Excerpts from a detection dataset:

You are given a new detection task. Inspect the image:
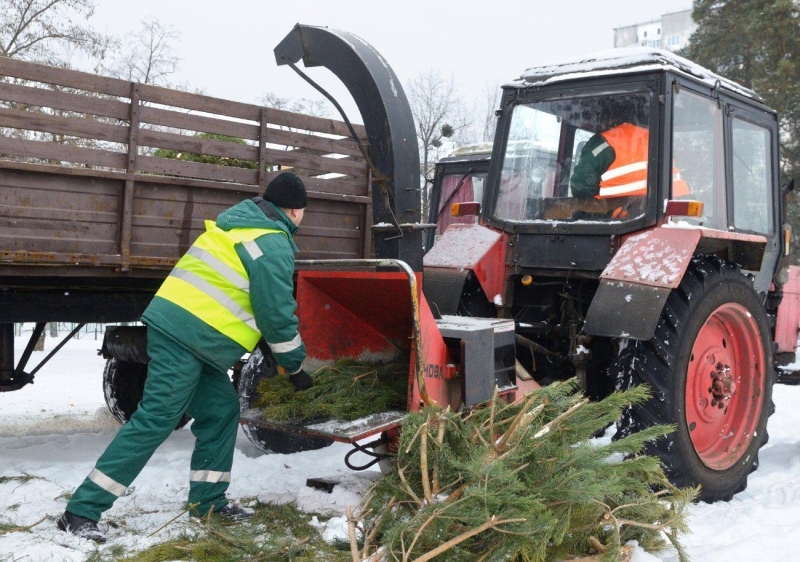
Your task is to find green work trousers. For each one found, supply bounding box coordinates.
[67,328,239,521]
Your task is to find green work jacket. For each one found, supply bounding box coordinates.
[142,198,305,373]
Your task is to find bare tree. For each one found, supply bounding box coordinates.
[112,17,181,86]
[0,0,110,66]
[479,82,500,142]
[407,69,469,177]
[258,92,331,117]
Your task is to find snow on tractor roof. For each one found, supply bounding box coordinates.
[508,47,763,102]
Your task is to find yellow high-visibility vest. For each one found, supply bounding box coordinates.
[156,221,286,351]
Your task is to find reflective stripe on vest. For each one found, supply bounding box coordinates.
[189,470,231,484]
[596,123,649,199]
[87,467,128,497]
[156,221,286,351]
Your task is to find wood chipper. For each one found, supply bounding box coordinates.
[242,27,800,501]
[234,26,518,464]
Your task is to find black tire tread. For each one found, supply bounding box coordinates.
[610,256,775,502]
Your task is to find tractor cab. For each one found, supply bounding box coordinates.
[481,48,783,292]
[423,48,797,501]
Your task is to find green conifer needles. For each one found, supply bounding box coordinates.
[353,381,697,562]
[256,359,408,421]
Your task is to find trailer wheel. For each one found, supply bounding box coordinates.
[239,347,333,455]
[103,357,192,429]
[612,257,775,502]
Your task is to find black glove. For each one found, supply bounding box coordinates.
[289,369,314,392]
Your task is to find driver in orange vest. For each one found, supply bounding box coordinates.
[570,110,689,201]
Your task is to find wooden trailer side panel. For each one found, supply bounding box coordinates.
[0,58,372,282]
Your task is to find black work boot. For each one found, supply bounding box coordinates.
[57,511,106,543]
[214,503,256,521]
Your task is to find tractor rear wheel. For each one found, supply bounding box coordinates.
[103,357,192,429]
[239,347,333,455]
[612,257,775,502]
* * *
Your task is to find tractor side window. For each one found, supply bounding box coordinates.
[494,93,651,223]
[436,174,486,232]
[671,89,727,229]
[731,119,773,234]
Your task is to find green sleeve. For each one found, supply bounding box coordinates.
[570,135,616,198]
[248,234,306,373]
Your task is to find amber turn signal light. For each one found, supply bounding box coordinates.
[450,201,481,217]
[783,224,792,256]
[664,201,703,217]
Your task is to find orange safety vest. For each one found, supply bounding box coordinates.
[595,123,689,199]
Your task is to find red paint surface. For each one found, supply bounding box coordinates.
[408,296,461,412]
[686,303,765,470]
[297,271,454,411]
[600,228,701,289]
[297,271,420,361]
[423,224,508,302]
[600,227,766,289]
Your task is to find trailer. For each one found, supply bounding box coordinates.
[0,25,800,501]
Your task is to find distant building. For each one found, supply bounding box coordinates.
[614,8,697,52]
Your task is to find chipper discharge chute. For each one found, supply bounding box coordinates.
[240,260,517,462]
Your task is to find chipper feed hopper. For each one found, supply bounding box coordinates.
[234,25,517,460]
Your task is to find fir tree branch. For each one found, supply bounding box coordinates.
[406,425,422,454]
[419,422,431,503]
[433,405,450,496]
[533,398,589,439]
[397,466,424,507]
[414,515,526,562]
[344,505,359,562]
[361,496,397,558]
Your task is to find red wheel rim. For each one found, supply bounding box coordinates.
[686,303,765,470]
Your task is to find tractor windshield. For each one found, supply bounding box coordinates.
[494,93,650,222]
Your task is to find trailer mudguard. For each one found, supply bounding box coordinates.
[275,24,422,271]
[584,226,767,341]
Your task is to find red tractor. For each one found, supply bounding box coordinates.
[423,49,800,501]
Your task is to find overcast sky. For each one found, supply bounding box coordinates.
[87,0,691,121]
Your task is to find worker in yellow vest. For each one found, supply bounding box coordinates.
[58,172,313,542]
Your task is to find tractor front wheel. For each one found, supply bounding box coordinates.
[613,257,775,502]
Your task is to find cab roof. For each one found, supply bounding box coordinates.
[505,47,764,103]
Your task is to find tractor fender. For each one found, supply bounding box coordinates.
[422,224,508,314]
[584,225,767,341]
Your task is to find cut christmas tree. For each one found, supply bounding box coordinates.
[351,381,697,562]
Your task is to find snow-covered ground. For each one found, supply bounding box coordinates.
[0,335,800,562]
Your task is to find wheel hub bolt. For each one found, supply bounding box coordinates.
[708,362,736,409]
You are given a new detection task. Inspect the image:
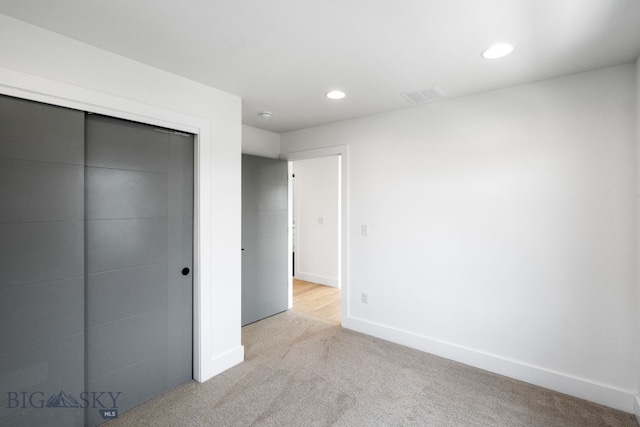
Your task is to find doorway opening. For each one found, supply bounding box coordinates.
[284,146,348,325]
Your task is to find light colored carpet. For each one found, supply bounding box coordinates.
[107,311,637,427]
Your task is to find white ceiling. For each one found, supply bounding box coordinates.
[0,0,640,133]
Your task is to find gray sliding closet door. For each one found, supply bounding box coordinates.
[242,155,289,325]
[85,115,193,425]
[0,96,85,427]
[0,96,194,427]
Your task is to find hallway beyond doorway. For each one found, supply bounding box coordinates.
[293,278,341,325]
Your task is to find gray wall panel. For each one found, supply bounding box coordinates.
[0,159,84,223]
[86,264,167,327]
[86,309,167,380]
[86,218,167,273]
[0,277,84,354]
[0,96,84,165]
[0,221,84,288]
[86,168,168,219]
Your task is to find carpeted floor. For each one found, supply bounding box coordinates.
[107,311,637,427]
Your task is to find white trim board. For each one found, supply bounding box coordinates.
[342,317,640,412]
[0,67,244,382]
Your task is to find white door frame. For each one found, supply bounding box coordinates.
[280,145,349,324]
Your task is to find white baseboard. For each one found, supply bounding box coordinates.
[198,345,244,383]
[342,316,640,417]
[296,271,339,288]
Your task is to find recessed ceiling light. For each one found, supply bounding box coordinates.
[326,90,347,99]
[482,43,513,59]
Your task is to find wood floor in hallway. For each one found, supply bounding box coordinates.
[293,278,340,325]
* * *
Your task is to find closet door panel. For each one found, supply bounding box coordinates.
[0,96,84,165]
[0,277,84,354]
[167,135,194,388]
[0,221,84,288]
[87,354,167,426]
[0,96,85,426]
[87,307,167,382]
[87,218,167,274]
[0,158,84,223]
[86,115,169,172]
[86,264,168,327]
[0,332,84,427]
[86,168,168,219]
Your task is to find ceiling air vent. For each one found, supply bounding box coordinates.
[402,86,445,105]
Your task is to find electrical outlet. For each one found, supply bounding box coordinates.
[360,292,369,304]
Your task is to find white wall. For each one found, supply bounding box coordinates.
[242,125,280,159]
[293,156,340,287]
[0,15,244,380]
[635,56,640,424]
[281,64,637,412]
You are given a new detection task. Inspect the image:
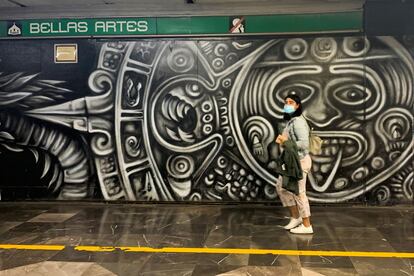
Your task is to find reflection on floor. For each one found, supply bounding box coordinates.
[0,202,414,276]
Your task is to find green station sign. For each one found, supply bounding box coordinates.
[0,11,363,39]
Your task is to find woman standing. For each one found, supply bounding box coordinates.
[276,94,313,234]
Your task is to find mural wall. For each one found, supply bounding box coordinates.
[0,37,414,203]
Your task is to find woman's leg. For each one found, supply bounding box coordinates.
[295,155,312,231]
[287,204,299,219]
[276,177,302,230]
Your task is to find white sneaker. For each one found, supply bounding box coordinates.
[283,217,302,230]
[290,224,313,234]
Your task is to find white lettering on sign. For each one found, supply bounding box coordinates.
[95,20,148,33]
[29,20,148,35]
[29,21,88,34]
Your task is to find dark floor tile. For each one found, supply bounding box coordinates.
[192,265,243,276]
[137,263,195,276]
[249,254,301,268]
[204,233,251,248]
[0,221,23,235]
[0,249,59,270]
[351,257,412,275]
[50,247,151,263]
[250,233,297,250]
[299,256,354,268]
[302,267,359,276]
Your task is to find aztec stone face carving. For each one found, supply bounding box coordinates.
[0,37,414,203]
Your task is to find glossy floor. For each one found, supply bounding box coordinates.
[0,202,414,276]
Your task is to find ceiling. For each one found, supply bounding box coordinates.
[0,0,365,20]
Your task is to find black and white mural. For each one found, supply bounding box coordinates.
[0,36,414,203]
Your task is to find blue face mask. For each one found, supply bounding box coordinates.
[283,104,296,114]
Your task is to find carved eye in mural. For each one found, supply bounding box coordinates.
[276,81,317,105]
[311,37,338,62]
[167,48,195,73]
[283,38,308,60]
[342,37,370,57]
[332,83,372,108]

== The problem ==
Update the part of the material that opens with the line containing "Your task is to find tractor windshield." and closes with the line containing "[708,362,736,409]" by changing "supply" to "provide" wherever it occurs there. Keep everything else the same, and return only those lines.

== Answer to the task ==
Your task is to find tractor windshield. For each one found, provide bounding box coordinates.
[494,93,650,222]
Your task is to find trailer mudguard. For each one found, provide bounding box coordinates.
[275,24,422,271]
[584,226,767,341]
Your task is to find red tractor. For each one found, provide bounding box coordinates.
[423,49,800,501]
Your task is to find overcast sky. For each one found, provide bounding box coordinates.
[87,0,691,121]
Your task is to find worker in yellow vest. For each one found, provide bounding box coordinates.
[58,172,313,542]
Your task is to find tractor front wheel. For each one found, provide bounding box coordinates.
[613,257,775,502]
Your task is to find cab roof. For each one found, provide bounding box coordinates.
[505,47,764,103]
Your task is to find tractor fender. For each one found, provide bounding box coordinates.
[422,224,508,314]
[584,225,767,341]
Your task is to find cut christmas tree. For each one found, provide bounding box coordinates.
[351,381,697,562]
Your task is to find snow-covered ground. For each one found, provide bounding box coordinates.
[0,335,800,562]
Your task is to find wheel hub bolt. For each one found, provide bounding box coordinates.
[708,362,736,409]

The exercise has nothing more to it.